Collection entries:
__________

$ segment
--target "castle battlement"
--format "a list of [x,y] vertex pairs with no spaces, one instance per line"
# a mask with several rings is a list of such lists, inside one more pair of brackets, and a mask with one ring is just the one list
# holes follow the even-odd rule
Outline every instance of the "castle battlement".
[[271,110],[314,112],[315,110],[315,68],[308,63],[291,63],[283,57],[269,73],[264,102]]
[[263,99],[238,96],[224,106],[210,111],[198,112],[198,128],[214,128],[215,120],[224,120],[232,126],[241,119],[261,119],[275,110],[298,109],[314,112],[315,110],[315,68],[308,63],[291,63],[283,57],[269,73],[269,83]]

__________

**TASK OBJECTIVE:** Reproduce every line of the entries above verbatim, keeping the original order and leaving nothing out.

**REPLY:**
$ segment
--target "castle battlement"
--format "a list of [x,y] vertex pairs with no spaces, one instance per line"
# a mask with several rings is a list of such lists, inside one more pair of brackets, and a mask with one ring is just the one list
# holes follow the even-odd rule
Outline every instance of the "castle battlement".
[[271,110],[314,112],[315,110],[315,68],[308,63],[291,63],[283,57],[269,73],[264,102]]
[[263,99],[238,96],[224,106],[210,111],[198,112],[198,128],[214,128],[215,120],[224,120],[232,126],[241,119],[261,119],[275,110],[298,109],[314,112],[315,110],[315,68],[308,63],[291,63],[283,57],[269,73],[269,83]]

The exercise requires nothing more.